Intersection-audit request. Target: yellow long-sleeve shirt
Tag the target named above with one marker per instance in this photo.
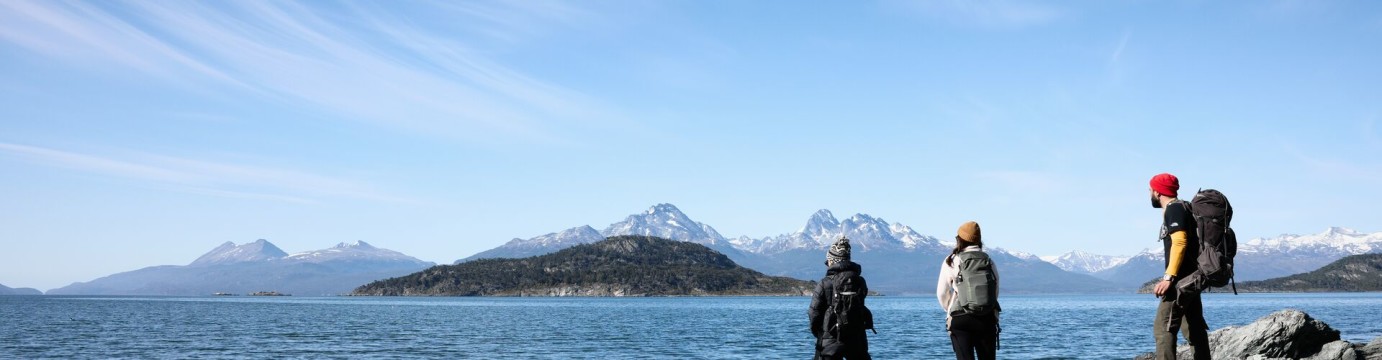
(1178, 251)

...

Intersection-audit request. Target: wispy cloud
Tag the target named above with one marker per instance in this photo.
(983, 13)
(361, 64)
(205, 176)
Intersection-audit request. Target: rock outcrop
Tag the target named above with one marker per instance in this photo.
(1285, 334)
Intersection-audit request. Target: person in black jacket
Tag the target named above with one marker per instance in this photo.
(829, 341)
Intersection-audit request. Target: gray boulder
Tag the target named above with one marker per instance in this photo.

---

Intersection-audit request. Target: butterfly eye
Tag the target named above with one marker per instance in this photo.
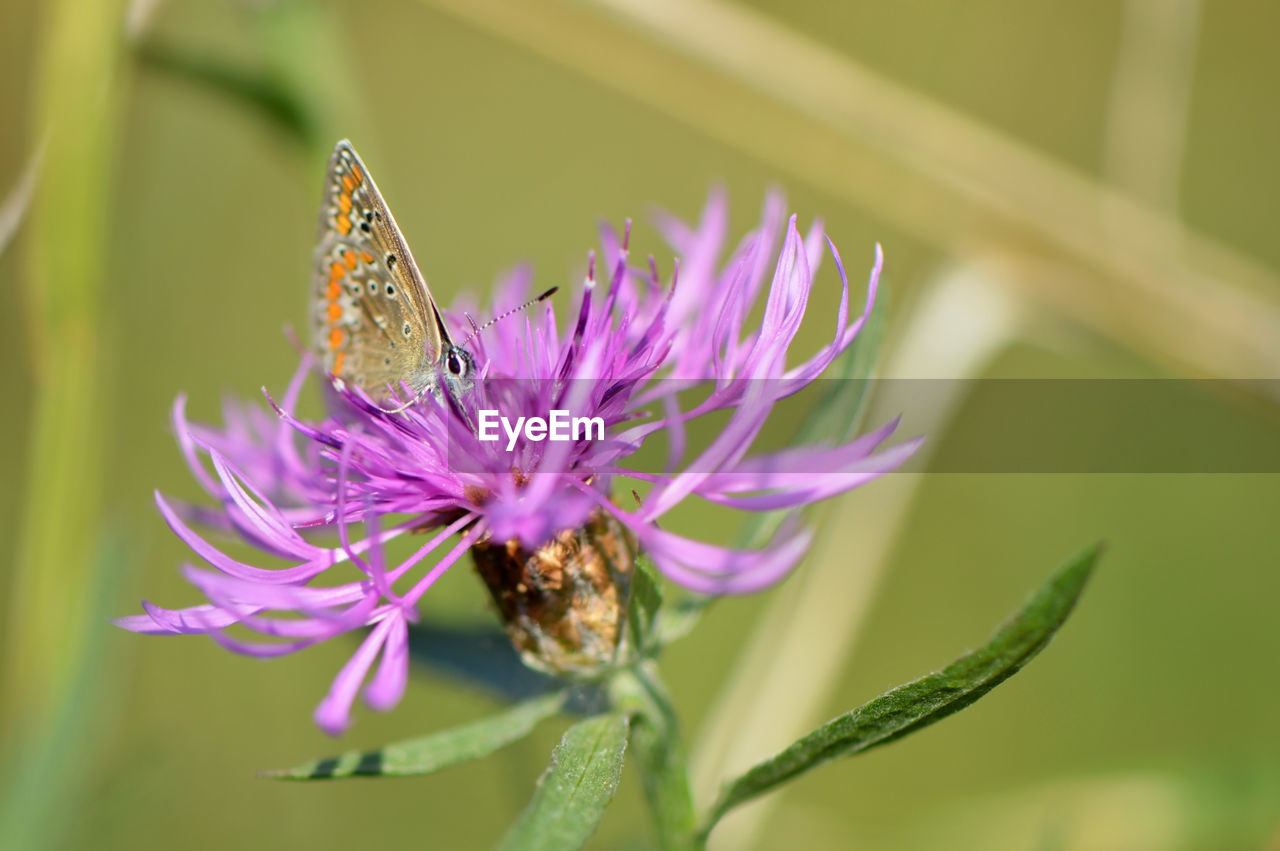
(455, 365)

• _Task goal_:
The answer must consist of every line from the entries that holds the string "request".

• _Task solution_:
Intersection-audit request. Target: yellow long-sleeve shirt
Intersection-audit request. Target: wispy cloud
Intersection-audit request. Target: rock outcrop
Intersection-audit request. Target: person in black jacket
Intersection-audit request. Target: gray boulder
Intersection-audit request. Target: butterfly eye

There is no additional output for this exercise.